──────── Data shown ────────

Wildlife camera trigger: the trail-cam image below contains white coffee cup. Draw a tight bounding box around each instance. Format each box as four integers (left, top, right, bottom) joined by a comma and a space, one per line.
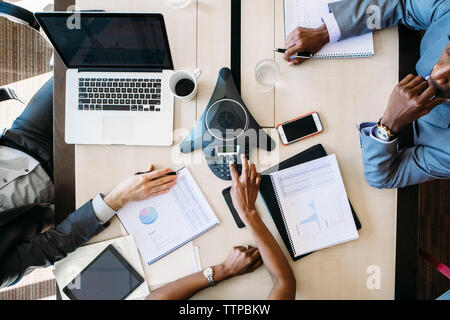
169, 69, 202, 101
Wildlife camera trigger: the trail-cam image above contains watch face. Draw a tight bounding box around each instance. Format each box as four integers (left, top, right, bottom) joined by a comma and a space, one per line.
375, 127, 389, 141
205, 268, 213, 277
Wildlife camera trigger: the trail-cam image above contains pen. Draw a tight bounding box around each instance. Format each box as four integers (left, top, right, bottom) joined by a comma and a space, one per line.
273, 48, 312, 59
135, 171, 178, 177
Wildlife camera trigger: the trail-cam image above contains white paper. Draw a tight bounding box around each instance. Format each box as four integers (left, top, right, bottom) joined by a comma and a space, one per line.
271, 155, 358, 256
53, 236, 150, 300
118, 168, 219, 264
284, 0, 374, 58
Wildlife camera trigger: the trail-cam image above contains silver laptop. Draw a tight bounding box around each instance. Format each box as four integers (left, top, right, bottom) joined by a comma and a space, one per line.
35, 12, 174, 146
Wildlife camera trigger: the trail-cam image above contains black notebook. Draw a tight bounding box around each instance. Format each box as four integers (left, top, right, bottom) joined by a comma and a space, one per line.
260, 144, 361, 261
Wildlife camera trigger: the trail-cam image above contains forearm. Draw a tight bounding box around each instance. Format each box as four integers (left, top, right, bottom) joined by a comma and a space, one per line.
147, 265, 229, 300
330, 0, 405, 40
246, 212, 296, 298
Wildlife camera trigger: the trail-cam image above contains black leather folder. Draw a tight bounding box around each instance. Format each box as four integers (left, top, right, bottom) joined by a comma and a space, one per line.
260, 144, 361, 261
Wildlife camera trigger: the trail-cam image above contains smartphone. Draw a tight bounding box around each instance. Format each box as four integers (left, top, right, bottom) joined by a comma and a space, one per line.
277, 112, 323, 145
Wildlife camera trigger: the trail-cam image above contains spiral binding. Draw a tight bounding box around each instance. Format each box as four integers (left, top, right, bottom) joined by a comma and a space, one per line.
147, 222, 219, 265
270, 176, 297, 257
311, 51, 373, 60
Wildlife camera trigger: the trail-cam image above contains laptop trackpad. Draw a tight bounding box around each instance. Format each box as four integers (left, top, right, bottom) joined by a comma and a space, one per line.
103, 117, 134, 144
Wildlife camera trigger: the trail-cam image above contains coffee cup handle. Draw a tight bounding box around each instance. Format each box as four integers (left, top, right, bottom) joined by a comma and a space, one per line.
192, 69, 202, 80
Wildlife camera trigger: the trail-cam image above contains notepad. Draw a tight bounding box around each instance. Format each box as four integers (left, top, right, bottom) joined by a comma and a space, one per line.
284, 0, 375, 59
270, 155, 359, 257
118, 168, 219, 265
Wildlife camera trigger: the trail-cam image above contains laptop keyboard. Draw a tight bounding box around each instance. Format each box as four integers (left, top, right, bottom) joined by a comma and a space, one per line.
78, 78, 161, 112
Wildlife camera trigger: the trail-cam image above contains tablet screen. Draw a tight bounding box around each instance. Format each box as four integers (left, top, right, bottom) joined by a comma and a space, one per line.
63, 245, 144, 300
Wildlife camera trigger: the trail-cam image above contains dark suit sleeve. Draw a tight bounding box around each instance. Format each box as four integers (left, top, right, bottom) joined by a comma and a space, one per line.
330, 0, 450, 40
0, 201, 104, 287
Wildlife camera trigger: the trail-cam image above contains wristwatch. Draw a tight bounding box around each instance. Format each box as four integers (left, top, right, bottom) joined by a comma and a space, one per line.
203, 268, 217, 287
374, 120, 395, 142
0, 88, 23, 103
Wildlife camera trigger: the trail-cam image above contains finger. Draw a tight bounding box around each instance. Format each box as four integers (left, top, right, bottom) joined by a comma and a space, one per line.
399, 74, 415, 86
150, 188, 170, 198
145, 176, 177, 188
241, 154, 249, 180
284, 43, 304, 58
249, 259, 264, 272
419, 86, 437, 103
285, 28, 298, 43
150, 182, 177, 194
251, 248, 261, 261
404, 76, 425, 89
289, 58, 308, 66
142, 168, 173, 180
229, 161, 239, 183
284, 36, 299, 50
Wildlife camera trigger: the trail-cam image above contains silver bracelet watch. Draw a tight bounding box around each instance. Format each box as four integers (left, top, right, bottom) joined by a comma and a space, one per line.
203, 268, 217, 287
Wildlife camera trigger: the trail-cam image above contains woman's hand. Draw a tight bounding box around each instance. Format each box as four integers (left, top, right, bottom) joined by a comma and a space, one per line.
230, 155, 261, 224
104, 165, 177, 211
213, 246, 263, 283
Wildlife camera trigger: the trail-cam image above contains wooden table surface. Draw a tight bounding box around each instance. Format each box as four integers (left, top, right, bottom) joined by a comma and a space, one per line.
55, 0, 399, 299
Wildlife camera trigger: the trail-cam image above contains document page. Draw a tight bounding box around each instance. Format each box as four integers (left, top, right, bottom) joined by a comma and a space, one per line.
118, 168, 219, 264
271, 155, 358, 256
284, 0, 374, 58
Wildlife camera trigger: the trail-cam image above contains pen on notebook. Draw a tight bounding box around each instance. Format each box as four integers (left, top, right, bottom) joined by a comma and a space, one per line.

────────

Instructions for the task. Please revise all the items above, changing "trail-cam image" to "camera photo" and leaving everything else unchanged. Omit the pictures from your version.

Full solution.
Wildlife camera trigger: the camera photo below contains white coffee cup. Draw a tight bounding box around each instance. Format each box as four integers (left, top, right, bottom) joined by a comma and a space, one per line.
169, 69, 202, 101
Wildlife camera trigger: the camera photo above contains watch face. Draw a tight bounding box around each instance. Format each box as four integers (left, top, right, bottom) joined by a comma and a space, one per line.
375, 127, 389, 141
205, 268, 213, 277
Wildlife camera trigger: the camera photo above contains pen. Draw a tight bounding box around each instance. Format each box as four integers (left, top, right, bottom) joined by a comma and a space, one per line.
273, 48, 312, 59
135, 171, 178, 177
Wildlife camera trigger: the camera photo above contains white paper. Draw a tight bounding box around each instance. Format each box as four integers (left, top, right, bottom) joined by a comma and a space, one per line.
271, 155, 358, 256
53, 236, 150, 300
118, 168, 219, 264
284, 0, 374, 58
Wildlife camera trigger: the camera photo above contains silver laptop. Draw a tight bounding box around each instance. Format each box as four integers (left, top, right, bottom) joined by a comma and a space, one per line.
35, 12, 174, 146
Wildlife camera trigger: the camera photo above contains black notebook. Draw a tight bounding box around each instance. Format each box as four integers (left, top, right, bottom) joined by a comma and a space, one per line.
260, 144, 361, 261
Wildlife camera trigger: the camera photo above contains forearm. Draw a tight bounding box around each instance. Format each box as four integers (left, top, right, bottom) joined by a comma and a space, one per line.
147, 265, 229, 300
330, 0, 405, 40
246, 212, 296, 298
Wildlife camera trigger: the camera photo above contains black leather folder. Draw a tight bounding box around each instance. Format each box as four integers (left, top, right, bottom) joined by a comma and a space, one per line.
260, 144, 361, 261
Wildlife camera trigger: the camera photo above contains smartphone. Draw a tight bounding box around each instance. Format each box as four integers (left, top, right, bottom) joined by a comma and a space, one per line.
277, 112, 323, 145
Wildlife camera trigger: the camera photo above contains spiral binding. Draw a tight bounding box around each instance. Format each box as four integers (left, top, right, bottom) joined by a comma and a space, one per line.
147, 222, 219, 265
270, 176, 297, 257
311, 51, 373, 60
Wildlife camera trigger: the camera photo above contains laptop trackpad. Draw a tight bounding box around each instance. Format each box as four integers (left, top, right, bottom) joined by a comma and a space, one per line.
103, 117, 134, 144
Wildlife camera trigger: the camera photo above contains coffee cup handle. Draw a tight bounding box around each instance. Format each box as four integers (left, top, right, bottom) joined by a comma and a space, one per line.
192, 69, 202, 80
Wildlife camera trigger: the camera photo above contains notepad. Draw a tight bounding box around each instance. Format each box as four integers (left, top, right, bottom) joined by a comma and a space, one per line.
284, 0, 375, 59
270, 155, 359, 257
118, 168, 219, 265
Wildlife camera trigger: the camera photo above contains laptop keyboard. Draw a tight bounding box around each instance. Format each box as four integers (left, top, right, bottom) joined by a comma and a space, one per line.
78, 78, 161, 112
Wildlife camera trigger: the camera photo above contains tablet screen. Draw a tight bounding box around each instance. Format each box as four integers (left, top, right, bottom) joined by a comma and a space, one per line.
63, 245, 144, 300
Wildlife camera trigger: the camera photo above contains dark suit sleeve. Draw a tight bounding box around each instance. Format each box as four integers (left, top, right, bottom) joined by a comma and a space, one per line.
330, 0, 450, 40
0, 201, 104, 287
Wildlife camera trigger: the camera photo above contains wristwatch. Draw a tight bounding box around each instance. Format each box as four integers (left, top, right, bottom) joined by a comma and a space, one per line.
203, 268, 217, 287
374, 120, 395, 142
0, 88, 23, 103
Wildlife camera trigger: the camera photo above contains finger. Draw a tight bounding box around each instance. Format each box as four integers (left, top, right, bottom) joined by a comma and a space, one per line.
399, 74, 415, 86
150, 188, 170, 198
145, 176, 177, 188
241, 154, 249, 180
284, 43, 304, 58
249, 259, 264, 272
419, 86, 437, 103
285, 28, 298, 43
150, 182, 177, 194
251, 248, 261, 261
404, 76, 425, 89
289, 58, 308, 66
142, 168, 173, 180
229, 161, 239, 183
284, 36, 299, 50
Wildlife camera trigger: the camera photo above contains silver bracelet watch. Draw a tight bounding box around each instance. Format each box as four integers (left, top, right, bottom) joined by a comma and a space, one per line.
203, 268, 217, 287
Wildlife camera trigger: the camera photo above contains woman's hand. Draw a tight bounding box around each instance. Format each box as four integers (left, top, right, bottom) joined by a comma and a space, one per line.
230, 155, 261, 224
104, 165, 177, 211
213, 246, 263, 283
Wildlife camera trigger: the camera photo above contains wooden table surface. Draw a tight bounding box around each instance. Format each box as four integers (left, top, right, bottom) joined by a comma and a space, one per line.
55, 0, 399, 299
Wildlife camera trigger: the camera photo above contains document page. Draw a tight bounding box around each instance. Format each box as four integers (left, top, right, bottom) joined by a comma and a space, one per line.
118, 168, 219, 264
271, 155, 358, 256
284, 0, 374, 58
Wildlife camera trigger: the camera photo above contains pen on notebook. Draw a tight bounding box around each instance. Format each box as four integers (left, top, right, bottom) joined by a comma and a space, one per line.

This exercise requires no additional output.